→ **OBJECTIVE 1**
Extract every line in the records below that contains the word "white".

→ **TEXT PASSAGE**
-- BEGIN --

SECURITIES AND EXCHANGE COMMISSION
WASHINGTON, DC 20549
_____________________
FORM 8-K
CURRENT REPORT
PURSUANT TO SECTION 13 OR 15(d)
OF THE SECURITIES EXCHANGE ACT OF 1934
Date of Report (Date of earliest event reported): September 25, 1997
Presidio Capital Corp.
(Exact Name of Registrant as Specified in Charter)
British Virgin Islands 0-25780 N/A
(State or Other Jurisdiction (Commission (IRS Employer
of Incorporation) File Number) Identification No.)
c/o Hemisphere Management (Cayman) Limited
Zephyr House, Mary Street, Grand Cayman
Cayman Islands, British West Indies N/A
(Address of Principal Executive Offices) (Zip Code)
Registrant's telephone number, including area code: (441) 295-9166
Former Name or Former Address, if Changed Since Last Report)
Item 5 Other Events.

-- END --

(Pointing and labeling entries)
-- BEGIN --

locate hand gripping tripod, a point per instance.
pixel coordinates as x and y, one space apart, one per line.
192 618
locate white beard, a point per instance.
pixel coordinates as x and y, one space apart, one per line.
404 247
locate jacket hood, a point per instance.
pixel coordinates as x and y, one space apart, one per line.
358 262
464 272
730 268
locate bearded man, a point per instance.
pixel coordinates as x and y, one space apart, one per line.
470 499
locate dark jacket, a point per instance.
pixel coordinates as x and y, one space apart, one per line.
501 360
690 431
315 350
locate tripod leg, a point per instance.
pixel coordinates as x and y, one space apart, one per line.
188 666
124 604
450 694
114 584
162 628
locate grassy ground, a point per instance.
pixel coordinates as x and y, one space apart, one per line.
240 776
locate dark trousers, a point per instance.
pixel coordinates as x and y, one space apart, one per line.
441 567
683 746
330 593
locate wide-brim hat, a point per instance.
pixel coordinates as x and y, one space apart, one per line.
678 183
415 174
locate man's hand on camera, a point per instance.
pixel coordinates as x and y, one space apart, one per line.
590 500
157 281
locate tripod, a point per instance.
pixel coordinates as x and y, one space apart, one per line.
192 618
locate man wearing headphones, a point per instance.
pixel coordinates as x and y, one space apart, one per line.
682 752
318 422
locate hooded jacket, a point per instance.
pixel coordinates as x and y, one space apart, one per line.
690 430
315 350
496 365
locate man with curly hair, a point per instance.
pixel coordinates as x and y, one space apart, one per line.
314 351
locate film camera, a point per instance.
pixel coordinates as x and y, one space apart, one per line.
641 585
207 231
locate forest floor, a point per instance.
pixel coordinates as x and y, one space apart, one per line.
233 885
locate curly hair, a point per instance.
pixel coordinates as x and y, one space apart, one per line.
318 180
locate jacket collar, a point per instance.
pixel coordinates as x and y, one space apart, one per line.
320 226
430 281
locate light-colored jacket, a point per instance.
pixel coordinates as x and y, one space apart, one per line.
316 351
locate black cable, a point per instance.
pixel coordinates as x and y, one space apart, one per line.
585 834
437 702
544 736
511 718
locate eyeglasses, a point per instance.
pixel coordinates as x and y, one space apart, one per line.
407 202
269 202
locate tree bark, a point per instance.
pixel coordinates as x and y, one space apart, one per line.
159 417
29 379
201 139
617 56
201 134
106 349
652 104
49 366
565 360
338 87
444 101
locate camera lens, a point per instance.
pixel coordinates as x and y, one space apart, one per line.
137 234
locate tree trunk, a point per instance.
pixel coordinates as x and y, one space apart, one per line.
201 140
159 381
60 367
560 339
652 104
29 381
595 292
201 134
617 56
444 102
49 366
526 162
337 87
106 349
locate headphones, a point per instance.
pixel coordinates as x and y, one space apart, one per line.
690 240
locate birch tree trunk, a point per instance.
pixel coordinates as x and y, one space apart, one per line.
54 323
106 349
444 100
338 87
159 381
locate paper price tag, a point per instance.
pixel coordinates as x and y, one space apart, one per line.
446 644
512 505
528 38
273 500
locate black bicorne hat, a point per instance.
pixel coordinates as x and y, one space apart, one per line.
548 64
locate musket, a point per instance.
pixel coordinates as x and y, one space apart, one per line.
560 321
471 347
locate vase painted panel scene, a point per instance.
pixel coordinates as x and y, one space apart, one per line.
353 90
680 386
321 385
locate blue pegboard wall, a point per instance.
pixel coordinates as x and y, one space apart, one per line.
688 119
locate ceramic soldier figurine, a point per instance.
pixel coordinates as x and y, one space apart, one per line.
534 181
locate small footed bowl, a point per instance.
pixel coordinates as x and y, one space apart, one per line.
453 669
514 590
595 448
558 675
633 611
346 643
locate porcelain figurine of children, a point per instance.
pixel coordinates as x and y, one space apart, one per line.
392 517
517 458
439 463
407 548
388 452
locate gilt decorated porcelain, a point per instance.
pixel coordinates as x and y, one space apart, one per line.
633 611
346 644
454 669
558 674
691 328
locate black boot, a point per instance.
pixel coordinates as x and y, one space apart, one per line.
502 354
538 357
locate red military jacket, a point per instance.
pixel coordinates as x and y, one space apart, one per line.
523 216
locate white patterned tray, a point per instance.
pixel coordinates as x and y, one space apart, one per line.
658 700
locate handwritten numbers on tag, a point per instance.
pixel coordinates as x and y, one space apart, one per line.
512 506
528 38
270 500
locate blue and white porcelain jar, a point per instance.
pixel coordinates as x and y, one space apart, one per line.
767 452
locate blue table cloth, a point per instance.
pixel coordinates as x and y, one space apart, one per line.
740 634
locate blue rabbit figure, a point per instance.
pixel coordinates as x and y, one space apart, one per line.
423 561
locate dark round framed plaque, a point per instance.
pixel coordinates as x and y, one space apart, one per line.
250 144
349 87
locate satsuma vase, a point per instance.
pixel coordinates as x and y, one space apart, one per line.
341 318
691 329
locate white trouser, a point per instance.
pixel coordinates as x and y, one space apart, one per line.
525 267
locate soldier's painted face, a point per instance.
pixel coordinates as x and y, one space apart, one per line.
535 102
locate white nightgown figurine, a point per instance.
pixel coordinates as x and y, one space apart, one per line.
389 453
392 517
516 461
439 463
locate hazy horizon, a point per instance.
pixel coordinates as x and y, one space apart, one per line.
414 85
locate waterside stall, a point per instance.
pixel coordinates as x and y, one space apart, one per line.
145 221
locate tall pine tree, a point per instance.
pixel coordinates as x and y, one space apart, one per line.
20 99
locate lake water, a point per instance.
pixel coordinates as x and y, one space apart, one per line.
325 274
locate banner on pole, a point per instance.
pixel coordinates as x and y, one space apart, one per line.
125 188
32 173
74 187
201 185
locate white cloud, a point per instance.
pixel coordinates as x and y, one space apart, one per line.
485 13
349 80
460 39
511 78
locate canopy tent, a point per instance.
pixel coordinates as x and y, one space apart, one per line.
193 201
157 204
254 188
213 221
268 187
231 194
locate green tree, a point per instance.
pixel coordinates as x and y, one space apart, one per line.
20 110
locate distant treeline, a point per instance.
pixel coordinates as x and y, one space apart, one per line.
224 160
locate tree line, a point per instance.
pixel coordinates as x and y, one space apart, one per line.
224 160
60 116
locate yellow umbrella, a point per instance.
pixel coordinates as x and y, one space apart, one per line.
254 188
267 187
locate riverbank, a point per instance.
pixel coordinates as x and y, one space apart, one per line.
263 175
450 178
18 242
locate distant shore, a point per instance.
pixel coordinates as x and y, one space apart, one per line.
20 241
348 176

-- END --

→ **OBJECTIVE 2**
In the Form 8-K above, list each field captioned in the row beneath the registrant's name, along with the value entered for it.

→ **FINAL ANSWER 1**
locate white beard, a point per instance.
locate white patterned tray, a point per instance.
locate blue and white porcelain jar, a point per instance.
locate white trouser, a point per instance.
locate white nightgown figurine, a point per instance.
locate white cloud, a point per instance.

→ **FINAL ANSWER 2**
State or Other Jurisdiction of Incorporation: British Virgin Islands
Commission File Number: 0-25780
IRS Employer Identification No.: N/A